Transcreva, sem mudar nada, as linhas que vão da que contém "Could you point to the carved stone figure" até a última, incluindo as duas.
◆ ◆ ◆ ◆
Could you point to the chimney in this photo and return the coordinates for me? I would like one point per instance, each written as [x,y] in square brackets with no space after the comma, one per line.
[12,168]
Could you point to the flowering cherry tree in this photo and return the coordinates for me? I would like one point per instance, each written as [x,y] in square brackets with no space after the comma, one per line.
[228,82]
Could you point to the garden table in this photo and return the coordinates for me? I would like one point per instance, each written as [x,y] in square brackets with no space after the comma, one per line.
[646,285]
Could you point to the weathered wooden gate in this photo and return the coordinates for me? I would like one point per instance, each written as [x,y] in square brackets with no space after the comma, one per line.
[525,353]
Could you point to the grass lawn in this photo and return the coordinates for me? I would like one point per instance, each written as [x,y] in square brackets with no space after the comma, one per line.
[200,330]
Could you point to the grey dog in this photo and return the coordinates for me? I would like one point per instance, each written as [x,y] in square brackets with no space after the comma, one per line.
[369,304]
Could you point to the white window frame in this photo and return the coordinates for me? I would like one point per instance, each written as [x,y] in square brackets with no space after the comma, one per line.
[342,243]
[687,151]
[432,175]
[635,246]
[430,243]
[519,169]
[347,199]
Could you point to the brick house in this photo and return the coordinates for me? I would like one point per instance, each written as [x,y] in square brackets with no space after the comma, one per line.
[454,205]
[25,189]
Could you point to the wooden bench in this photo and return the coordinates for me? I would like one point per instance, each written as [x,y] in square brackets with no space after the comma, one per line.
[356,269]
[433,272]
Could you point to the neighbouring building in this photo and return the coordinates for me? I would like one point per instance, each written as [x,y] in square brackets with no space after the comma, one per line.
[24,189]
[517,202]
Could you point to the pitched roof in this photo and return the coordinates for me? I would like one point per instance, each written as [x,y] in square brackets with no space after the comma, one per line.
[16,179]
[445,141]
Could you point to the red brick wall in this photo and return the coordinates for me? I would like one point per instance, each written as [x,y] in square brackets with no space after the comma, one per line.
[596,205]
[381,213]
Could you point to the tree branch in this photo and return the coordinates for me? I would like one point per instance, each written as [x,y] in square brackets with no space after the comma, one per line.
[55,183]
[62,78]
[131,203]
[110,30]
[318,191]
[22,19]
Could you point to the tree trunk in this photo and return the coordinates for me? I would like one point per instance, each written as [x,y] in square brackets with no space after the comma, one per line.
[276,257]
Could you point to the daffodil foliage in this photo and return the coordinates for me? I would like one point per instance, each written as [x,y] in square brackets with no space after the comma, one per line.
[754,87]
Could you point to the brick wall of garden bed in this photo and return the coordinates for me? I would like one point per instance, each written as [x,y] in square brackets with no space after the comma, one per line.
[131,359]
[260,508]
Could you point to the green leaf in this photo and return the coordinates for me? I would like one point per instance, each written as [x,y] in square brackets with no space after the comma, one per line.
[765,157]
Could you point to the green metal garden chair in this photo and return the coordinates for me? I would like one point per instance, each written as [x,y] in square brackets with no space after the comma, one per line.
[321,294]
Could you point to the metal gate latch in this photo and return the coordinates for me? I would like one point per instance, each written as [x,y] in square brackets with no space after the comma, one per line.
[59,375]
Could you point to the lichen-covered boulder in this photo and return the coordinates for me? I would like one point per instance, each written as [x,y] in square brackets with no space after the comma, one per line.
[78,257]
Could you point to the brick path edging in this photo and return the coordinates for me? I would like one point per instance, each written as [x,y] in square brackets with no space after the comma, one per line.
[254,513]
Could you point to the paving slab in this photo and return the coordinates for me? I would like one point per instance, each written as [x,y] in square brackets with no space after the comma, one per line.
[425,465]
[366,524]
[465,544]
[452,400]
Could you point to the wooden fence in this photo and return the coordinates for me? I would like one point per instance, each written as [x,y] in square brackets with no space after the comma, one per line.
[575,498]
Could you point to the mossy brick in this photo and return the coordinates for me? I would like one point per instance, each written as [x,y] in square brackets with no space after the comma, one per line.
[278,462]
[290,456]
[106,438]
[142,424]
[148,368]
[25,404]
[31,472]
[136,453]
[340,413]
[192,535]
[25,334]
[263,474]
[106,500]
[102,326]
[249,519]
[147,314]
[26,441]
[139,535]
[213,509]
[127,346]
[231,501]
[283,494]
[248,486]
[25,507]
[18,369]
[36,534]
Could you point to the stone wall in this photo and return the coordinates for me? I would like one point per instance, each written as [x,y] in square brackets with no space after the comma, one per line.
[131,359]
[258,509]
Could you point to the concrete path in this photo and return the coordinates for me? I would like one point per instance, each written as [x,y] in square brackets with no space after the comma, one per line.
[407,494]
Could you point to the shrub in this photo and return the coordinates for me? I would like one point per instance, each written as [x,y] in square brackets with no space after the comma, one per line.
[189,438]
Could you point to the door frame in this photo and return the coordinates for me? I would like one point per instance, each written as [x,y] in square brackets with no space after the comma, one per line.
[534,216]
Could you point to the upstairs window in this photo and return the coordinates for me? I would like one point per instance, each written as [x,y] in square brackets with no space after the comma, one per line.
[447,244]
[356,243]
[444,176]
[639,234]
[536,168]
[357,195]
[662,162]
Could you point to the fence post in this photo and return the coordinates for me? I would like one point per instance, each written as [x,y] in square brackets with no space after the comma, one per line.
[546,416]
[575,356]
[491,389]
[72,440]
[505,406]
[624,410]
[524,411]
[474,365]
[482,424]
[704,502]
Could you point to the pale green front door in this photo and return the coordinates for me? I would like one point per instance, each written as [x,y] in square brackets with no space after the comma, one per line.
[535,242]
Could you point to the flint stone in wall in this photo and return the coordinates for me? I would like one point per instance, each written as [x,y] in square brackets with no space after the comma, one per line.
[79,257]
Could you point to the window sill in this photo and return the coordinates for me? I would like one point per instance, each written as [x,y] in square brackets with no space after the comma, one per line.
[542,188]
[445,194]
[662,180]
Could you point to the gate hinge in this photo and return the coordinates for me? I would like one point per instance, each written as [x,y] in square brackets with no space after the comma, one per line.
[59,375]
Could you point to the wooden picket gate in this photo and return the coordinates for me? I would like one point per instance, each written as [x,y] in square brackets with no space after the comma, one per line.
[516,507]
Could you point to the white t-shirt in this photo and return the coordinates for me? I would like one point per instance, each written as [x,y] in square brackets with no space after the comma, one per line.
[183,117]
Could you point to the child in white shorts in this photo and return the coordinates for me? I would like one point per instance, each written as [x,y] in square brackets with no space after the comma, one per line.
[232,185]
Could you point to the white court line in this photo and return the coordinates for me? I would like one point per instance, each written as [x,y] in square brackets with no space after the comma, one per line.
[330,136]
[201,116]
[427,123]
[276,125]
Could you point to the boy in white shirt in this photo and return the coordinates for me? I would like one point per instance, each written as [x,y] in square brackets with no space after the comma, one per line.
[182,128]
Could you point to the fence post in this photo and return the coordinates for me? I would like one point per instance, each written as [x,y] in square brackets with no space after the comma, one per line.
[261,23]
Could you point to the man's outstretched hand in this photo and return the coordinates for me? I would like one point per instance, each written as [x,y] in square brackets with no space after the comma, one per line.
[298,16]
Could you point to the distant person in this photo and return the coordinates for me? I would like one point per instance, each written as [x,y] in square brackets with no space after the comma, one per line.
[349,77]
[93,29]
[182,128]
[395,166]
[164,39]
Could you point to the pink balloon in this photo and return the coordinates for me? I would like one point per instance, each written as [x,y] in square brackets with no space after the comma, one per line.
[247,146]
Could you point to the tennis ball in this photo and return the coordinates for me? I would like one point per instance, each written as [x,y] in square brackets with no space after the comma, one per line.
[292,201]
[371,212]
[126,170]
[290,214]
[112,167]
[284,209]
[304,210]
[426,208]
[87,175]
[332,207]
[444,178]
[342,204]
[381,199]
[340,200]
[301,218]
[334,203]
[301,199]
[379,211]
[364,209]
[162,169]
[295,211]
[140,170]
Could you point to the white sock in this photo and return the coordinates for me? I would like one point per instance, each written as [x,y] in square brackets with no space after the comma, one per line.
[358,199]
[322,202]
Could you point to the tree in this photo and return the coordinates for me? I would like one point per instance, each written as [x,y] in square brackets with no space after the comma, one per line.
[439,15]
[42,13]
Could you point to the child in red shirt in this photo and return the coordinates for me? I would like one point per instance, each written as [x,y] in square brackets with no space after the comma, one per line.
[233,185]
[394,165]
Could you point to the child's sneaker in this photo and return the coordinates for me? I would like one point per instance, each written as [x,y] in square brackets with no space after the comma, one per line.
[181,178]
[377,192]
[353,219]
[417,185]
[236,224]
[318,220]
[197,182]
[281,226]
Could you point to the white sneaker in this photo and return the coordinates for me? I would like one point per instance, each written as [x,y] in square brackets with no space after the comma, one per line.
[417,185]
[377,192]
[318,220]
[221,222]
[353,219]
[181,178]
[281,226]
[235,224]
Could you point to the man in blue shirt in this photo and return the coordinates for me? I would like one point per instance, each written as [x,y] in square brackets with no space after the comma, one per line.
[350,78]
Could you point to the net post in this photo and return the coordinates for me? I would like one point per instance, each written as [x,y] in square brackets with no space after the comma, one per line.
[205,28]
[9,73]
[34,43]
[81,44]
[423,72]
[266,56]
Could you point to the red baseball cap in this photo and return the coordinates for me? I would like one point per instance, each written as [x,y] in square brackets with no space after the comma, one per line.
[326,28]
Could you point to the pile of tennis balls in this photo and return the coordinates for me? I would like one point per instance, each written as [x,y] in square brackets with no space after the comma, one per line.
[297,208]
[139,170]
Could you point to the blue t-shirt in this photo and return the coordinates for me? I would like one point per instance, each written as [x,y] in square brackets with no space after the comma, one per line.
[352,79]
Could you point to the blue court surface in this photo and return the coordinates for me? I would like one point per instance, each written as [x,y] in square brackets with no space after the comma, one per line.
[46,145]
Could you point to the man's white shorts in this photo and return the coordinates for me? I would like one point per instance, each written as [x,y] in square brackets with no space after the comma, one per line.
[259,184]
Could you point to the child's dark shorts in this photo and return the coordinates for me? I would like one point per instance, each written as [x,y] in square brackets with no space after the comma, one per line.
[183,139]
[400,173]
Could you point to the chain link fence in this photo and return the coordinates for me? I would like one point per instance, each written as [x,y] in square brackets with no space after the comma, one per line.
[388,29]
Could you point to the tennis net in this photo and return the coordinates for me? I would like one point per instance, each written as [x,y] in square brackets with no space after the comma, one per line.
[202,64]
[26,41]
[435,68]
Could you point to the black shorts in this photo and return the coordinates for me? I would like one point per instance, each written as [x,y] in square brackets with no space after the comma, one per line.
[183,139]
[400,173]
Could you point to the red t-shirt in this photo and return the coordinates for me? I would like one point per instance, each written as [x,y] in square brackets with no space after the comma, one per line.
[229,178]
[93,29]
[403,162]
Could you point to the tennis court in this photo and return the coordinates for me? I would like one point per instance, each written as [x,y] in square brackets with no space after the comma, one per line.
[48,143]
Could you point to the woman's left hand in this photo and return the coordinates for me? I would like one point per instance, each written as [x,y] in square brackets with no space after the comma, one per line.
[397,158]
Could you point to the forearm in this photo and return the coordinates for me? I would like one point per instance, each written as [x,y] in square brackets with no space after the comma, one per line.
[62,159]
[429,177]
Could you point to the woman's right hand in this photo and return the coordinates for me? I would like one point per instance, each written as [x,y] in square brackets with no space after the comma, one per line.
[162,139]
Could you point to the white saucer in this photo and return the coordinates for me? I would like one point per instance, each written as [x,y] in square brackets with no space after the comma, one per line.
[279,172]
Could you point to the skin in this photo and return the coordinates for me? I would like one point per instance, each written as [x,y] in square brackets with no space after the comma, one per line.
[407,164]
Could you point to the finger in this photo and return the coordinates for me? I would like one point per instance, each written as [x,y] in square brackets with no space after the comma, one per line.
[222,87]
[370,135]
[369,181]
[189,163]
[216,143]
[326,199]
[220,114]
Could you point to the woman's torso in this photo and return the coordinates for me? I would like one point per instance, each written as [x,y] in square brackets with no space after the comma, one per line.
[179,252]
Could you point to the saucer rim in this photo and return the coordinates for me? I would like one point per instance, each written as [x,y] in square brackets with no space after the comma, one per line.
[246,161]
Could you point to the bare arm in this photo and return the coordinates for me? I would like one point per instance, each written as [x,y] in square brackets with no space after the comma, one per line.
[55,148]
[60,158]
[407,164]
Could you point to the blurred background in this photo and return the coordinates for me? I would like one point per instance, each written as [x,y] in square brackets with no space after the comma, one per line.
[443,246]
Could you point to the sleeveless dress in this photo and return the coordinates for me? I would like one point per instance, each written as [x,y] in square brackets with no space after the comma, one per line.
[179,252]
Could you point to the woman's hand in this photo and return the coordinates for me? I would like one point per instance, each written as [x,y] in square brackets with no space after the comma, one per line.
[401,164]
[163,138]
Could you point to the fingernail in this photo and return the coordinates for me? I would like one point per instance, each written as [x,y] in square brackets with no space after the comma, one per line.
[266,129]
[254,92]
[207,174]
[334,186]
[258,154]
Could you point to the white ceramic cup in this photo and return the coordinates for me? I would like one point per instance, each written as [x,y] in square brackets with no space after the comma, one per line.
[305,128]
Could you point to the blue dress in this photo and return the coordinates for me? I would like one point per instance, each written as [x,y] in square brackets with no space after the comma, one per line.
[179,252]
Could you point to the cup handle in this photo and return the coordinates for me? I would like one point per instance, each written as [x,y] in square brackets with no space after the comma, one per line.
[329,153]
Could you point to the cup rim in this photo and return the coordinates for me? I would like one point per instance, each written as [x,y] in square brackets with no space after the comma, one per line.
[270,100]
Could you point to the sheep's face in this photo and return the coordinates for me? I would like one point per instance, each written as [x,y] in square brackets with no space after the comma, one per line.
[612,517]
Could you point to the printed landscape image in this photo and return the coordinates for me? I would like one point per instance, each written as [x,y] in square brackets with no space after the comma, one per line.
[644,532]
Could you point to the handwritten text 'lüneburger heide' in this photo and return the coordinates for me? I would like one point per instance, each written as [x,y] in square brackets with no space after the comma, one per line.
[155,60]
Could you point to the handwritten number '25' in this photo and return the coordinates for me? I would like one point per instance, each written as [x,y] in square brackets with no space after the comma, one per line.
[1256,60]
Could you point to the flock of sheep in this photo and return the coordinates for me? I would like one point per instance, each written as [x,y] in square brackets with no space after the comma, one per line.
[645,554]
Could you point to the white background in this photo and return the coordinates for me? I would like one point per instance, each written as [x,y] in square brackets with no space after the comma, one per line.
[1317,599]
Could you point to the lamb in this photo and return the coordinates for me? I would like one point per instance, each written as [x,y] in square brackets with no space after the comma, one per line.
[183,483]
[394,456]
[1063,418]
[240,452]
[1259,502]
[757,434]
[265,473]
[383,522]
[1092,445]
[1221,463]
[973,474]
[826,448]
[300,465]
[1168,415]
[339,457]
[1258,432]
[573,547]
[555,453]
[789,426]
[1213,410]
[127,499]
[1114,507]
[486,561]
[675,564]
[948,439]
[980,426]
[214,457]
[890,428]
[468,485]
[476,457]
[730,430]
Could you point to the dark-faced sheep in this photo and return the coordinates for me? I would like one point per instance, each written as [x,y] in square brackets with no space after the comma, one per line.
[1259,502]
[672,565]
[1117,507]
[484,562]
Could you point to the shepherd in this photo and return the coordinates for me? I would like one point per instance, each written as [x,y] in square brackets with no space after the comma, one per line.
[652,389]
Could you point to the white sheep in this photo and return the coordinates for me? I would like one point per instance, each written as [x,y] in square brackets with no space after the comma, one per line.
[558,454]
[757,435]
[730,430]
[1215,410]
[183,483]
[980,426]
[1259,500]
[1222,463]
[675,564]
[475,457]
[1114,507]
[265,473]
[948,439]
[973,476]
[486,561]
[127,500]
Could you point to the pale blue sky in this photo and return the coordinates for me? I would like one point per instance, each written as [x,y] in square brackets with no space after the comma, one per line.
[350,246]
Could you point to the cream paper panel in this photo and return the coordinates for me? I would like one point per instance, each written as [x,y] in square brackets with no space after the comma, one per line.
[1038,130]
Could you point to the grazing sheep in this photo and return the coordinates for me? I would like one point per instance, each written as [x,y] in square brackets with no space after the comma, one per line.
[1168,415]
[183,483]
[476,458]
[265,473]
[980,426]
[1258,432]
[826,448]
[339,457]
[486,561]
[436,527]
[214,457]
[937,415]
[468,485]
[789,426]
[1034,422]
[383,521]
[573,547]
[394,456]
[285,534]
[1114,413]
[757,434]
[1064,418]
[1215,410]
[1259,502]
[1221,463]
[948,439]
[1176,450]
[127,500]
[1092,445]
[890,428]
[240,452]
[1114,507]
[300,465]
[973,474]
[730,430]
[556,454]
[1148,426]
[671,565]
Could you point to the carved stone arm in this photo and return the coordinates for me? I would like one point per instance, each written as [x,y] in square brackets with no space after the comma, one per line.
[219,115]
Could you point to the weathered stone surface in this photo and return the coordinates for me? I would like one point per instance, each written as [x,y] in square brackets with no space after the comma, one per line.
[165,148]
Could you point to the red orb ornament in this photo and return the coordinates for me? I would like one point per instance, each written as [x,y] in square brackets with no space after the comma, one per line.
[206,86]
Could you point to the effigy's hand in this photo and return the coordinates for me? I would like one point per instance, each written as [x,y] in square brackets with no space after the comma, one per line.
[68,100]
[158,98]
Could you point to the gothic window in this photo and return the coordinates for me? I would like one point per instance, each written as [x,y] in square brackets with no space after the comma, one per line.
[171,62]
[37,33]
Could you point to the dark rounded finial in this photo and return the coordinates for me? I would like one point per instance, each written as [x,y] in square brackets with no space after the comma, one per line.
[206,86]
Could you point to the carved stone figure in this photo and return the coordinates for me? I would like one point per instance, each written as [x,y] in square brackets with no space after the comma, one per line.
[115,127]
◆ ◆ ◆ ◆
▶ _Em resposta_:
Could you point to the carved stone figure in this photo and return the coordinates for me? I would like one point per instance, each written as [x,y] in square brackets with no space after the comma, one per line.
[115,127]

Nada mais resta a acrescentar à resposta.